§ **Problem details**
Output the rows below as a JSON list of strings, one string per line, with blank lines omitted.

§ **Stored items**
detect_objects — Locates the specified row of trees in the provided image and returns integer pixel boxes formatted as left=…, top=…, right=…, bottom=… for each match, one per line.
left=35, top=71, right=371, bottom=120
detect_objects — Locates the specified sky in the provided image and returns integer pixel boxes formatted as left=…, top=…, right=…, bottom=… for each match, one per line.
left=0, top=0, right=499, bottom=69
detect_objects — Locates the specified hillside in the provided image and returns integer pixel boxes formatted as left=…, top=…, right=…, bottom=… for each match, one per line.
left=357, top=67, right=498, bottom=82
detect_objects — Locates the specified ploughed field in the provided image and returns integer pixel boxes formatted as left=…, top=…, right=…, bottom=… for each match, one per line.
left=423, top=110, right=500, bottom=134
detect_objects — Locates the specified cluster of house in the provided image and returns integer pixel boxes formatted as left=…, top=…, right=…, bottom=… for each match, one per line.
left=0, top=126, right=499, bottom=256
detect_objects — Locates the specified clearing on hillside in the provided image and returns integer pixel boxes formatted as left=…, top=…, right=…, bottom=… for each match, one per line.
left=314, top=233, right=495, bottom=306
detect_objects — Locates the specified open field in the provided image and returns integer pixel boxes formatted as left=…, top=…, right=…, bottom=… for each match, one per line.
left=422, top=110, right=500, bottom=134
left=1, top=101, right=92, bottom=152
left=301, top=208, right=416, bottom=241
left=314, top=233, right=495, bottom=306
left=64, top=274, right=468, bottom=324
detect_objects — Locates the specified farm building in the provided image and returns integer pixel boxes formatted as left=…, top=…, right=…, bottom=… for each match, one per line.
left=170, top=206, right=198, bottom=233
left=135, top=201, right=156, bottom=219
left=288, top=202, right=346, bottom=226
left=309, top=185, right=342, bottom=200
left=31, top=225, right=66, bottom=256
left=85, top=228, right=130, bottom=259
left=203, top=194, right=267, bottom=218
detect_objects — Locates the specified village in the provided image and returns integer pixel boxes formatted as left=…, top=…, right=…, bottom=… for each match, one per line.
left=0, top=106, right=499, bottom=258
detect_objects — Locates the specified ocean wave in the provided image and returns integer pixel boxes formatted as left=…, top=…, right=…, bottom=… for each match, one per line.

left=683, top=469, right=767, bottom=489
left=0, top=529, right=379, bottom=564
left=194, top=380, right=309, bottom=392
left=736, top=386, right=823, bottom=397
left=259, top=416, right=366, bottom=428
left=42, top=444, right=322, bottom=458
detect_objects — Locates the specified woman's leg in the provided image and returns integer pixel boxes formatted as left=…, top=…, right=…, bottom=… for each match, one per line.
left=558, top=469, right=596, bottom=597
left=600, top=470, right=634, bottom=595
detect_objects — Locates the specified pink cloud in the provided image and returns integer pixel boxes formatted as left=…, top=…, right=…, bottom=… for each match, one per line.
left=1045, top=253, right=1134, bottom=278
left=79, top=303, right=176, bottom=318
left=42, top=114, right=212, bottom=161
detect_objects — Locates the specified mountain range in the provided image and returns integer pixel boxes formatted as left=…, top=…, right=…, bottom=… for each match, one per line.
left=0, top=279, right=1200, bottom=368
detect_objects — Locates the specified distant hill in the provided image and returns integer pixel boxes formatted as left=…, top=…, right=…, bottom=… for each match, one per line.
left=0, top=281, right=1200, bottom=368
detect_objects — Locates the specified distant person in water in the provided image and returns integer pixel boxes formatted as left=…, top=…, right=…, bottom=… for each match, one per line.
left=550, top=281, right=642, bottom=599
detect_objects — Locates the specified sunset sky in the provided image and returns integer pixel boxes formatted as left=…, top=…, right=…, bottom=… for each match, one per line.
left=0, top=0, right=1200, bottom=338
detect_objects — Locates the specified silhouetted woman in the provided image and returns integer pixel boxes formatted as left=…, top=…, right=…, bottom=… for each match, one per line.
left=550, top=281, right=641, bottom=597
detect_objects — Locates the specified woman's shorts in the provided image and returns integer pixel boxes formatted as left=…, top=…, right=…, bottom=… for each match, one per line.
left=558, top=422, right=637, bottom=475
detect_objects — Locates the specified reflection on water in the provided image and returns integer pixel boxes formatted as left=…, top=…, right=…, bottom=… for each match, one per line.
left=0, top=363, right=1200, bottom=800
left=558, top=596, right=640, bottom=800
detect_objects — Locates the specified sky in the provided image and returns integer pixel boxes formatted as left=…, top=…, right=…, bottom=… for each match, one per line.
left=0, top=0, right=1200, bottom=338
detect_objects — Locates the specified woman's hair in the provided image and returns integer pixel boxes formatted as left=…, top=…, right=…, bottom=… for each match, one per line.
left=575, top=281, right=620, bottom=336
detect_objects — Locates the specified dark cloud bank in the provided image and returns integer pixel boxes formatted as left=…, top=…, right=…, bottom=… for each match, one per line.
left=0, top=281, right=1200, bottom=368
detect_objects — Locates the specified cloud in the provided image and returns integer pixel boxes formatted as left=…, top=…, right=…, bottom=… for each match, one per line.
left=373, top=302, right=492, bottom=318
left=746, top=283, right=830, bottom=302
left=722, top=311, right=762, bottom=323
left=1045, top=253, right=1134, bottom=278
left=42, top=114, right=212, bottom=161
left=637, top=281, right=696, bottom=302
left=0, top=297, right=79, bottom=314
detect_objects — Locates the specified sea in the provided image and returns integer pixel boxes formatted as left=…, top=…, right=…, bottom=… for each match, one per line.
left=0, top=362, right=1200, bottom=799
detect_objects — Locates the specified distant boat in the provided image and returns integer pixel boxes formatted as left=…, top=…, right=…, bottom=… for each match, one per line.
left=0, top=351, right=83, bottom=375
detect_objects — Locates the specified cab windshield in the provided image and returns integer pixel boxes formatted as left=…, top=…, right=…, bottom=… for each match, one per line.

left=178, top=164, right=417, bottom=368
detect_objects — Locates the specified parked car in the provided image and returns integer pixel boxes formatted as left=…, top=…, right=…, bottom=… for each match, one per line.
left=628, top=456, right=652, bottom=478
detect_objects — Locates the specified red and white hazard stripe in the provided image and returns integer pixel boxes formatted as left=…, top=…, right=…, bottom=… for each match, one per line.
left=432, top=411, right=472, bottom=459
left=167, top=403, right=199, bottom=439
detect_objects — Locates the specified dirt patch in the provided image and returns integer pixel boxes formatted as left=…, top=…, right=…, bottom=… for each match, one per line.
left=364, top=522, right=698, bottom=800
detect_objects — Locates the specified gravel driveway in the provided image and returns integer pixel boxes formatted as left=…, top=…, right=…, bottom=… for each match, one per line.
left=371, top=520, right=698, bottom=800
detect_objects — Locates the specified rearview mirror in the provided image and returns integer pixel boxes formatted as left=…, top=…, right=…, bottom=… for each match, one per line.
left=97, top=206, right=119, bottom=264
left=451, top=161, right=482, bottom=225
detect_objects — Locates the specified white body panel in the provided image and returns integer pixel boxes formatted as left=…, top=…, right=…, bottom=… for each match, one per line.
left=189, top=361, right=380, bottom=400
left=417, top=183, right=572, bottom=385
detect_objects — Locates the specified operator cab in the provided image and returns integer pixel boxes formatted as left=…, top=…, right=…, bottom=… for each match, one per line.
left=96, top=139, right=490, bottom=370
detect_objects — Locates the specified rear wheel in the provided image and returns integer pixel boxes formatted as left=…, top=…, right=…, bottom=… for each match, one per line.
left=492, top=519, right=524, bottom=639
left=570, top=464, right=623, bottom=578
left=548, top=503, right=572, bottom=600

§ **Output for this exercise**
[
  "detect_objects — Locates the specified row of trees in the provided image and returns integer pixel boxes formatted as left=…, top=…, right=…, bottom=… for each match, one per line.",
  "left=35, top=71, right=371, bottom=120",
  "detect_objects — Locates the specified sky in the provided image and returns integer pixel boxes formatted as left=…, top=…, right=…, bottom=… for each match, one per line.",
  "left=0, top=0, right=499, bottom=69",
  "detect_objects — Locates the specified hillside in the provided image and returns integer pixel boxes formatted as left=…, top=…, right=…, bottom=… for each match, one per line.",
  "left=357, top=67, right=498, bottom=82",
  "detect_objects — Locates the specified ploughed field in the provided image and returns integer pixel boxes formatted as left=…, top=…, right=…, bottom=… for each match, one per line.",
  "left=423, top=110, right=500, bottom=134",
  "detect_objects — Locates the specified cluster of house in the provided image and returns integer pixel boxes formatted as left=…, top=…, right=…, bottom=… for each match, one per line.",
  "left=0, top=126, right=499, bottom=256",
  "detect_objects — Locates the specified clearing on hillside in the provided image and returns integer pixel boxes formatted as left=…, top=…, right=…, bottom=… for each match, one per line.",
  "left=314, top=233, right=495, bottom=306",
  "detect_objects — Locates the specified open field in the provided image and returns integer pixel boxes formatted as left=…, top=…, right=…, bottom=… for each match, one per line.",
  "left=422, top=110, right=500, bottom=134",
  "left=1, top=101, right=92, bottom=152",
  "left=301, top=208, right=416, bottom=241",
  "left=314, top=233, right=495, bottom=306",
  "left=64, top=274, right=468, bottom=324",
  "detect_objects — Locates the specified farm building in the provided image and returns integer pixel boxes formatted as left=…, top=…, right=…, bottom=… for each match, one per line.",
  "left=170, top=206, right=198, bottom=233",
  "left=135, top=201, right=156, bottom=219",
  "left=288, top=202, right=346, bottom=226",
  "left=309, top=185, right=342, bottom=200",
  "left=31, top=225, right=66, bottom=256",
  "left=85, top=228, right=130, bottom=259",
  "left=203, top=194, right=267, bottom=218",
  "detect_objects — Locates the specified village in the provided image and returns integer pixel boxes formatted as left=…, top=…, right=…, bottom=… for each match, one per line.",
  "left=0, top=106, right=499, bottom=258",
  "detect_objects — Locates the specified ocean wave in the provided image and returns integer pixel boxes formatted as left=…, top=…, right=…, bottom=… for each match, one per line.",
  "left=683, top=469, right=767, bottom=489",
  "left=0, top=529, right=379, bottom=564",
  "left=194, top=380, right=309, bottom=392",
  "left=736, top=386, right=823, bottom=397",
  "left=259, top=416, right=366, bottom=428",
  "left=42, top=444, right=322, bottom=458",
  "detect_objects — Locates the specified woman's leg in the provided image and returns integer pixel boxes formatted as left=…, top=…, right=…, bottom=… for each match, one per line.",
  "left=558, top=469, right=596, bottom=597",
  "left=600, top=470, right=634, bottom=595",
  "detect_objects — Locates the specified pink cloud in the provided image and returns integer pixel boxes formatted as left=…, top=…, right=…, bottom=… for each match, one per line.",
  "left=1045, top=253, right=1134, bottom=278",
  "left=79, top=303, right=176, bottom=318",
  "left=42, top=114, right=212, bottom=161",
  "detect_objects — Locates the specified mountain range in the provided image and returns integer pixel boxes formatted as left=…, top=…, right=…, bottom=… for each match, one per line.",
  "left=0, top=279, right=1200, bottom=368",
  "detect_objects — Locates the specified distant hill in the provided image and returns integer pixel boxes formatted as left=…, top=…, right=…, bottom=… for each match, one per line.",
  "left=0, top=281, right=1200, bottom=368",
  "detect_objects — Locates the specified distant person in water in the provided image and returns integer pixel boxes formatted as left=…, top=…, right=…, bottom=… for each match, one per line.",
  "left=550, top=281, right=642, bottom=599",
  "detect_objects — Locates the specified sunset sky in the provided image and returns integer pixel boxes formatted as left=…, top=…, right=…, bottom=… for each match, one per line.",
  "left=0, top=0, right=1200, bottom=338",
  "detect_objects — Locates the specified silhouetted woman in the provided image and returns integer pixel boxes formatted as left=…, top=…, right=…, bottom=… for each match, one per line.",
  "left=550, top=281, right=641, bottom=597",
  "detect_objects — Locates the specified woman's shorts in the provided image and returns integer pixel boxes formatted as left=…, top=…, right=…, bottom=… for each match, one per line.",
  "left=558, top=422, right=637, bottom=475",
  "detect_objects — Locates the specified reflection on water in the provided image and returns integer pixel boxes formatted as left=…, top=…, right=…, bottom=… for each match, one per line.",
  "left=0, top=363, right=1200, bottom=800",
  "left=558, top=596, right=640, bottom=800",
  "detect_objects — Locates the specified sky in the provided image and returns integer pixel boxes formatted as left=…, top=…, right=…, bottom=… for each match, one per line.",
  "left=0, top=0, right=1200, bottom=338",
  "detect_objects — Locates the specified woman's hair in the provided image and returns integer pixel boxes formatted as left=…, top=…, right=…, bottom=… for each match, one per line.",
  "left=575, top=281, right=620, bottom=336",
  "detect_objects — Locates the specified dark cloud bank in the provided image and returns integer pixel boxes formatted as left=…, top=…, right=…, bottom=… for each match, one per line.",
  "left=0, top=281, right=1200, bottom=368",
  "detect_objects — Locates the specified cloud in the provided image and returns integer pixel boxes formatted as left=…, top=…, right=…, bottom=… for each match, one per line.",
  "left=373, top=302, right=492, bottom=318",
  "left=746, top=283, right=830, bottom=302",
  "left=722, top=311, right=762, bottom=323",
  "left=1045, top=253, right=1134, bottom=278",
  "left=42, top=114, right=212, bottom=161",
  "left=637, top=281, right=696, bottom=302",
  "left=0, top=297, right=79, bottom=314",
  "detect_objects — Locates the specified sea in the provided image and returns integer pixel boxes formatted as left=…, top=…, right=…, bottom=… for each match, one per line.",
  "left=0, top=362, right=1200, bottom=799",
  "detect_objects — Locates the specified distant boat in the provided image and returns integer pixel boxes formatted as left=…, top=…, right=…, bottom=… for each match, one per line.",
  "left=0, top=351, right=83, bottom=375",
  "detect_objects — Locates the specified cab windshield in the provided image and returns integer pixel boxes formatted as left=…, top=…, right=…, bottom=… for each match, one per line.",
  "left=178, top=164, right=417, bottom=368",
  "detect_objects — Locates the specified parked car in the provided image and returns integer pixel boxes formatted as left=…, top=…, right=…, bottom=… for each match, one per line.",
  "left=628, top=456, right=652, bottom=478",
  "detect_objects — Locates the specified red and white hazard stripe in the provided image and returns integer pixel boxes formatted as left=…, top=…, right=…, bottom=… for each match, one per line.",
  "left=432, top=411, right=472, bottom=459",
  "left=167, top=403, right=199, bottom=439",
  "detect_objects — Locates the specified dirt patch in the provided image and returns integer pixel boxes formatted as left=…, top=…, right=…, bottom=… for each match, one per line.",
  "left=364, top=522, right=698, bottom=800",
  "detect_objects — Locates the specified gravel driveway in the provided image and returns integer pixel boxes formatted as left=…, top=…, right=…, bottom=… for each match, one per line.",
  "left=371, top=520, right=698, bottom=800",
  "detect_objects — Locates the specified rearview mirror in the provided image and returns integer pixel boxes formatted as left=…, top=…, right=…, bottom=… for each match, one per line.",
  "left=97, top=206, right=119, bottom=264",
  "left=451, top=161, right=482, bottom=225",
  "detect_objects — Locates the specified white body panel in the provided image and returns integer pixel boxes formatted as left=…, top=…, right=…, bottom=… for each match, one per line.",
  "left=189, top=361, right=380, bottom=400",
  "left=417, top=183, right=572, bottom=385",
  "detect_objects — Locates the specified operator cab in the provided image and returns integer pixel boxes formatted as left=…, top=…, right=…, bottom=… for each match, one per line.",
  "left=96, top=139, right=490, bottom=370",
  "detect_objects — Locates the specified rear wheel in the provided image and returns integer pixel boxes formatted as left=…, top=…, right=…, bottom=… for each match, one per line.",
  "left=492, top=519, right=524, bottom=639",
  "left=570, top=464, right=623, bottom=578",
  "left=548, top=503, right=572, bottom=600"
]